#### MATERIAL PROVIDED
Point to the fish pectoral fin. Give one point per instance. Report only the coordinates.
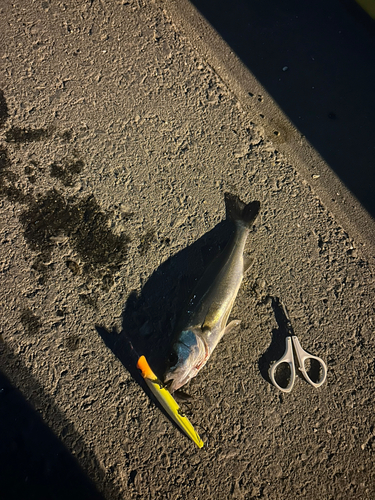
(231, 326)
(247, 262)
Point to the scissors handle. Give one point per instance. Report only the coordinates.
(302, 356)
(287, 359)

#### STATED EXERCISE
Can you repeat all the entries above verbatim, including the points, but leave out the picture?

#### ANSWER IN FULL
Point to the fish pectoral fin. Give one point per instance. Report only the coordinates.
(231, 326)
(247, 262)
Point to the scissors handle. Give one point per instance. Report only the coordinates.
(302, 356)
(287, 359)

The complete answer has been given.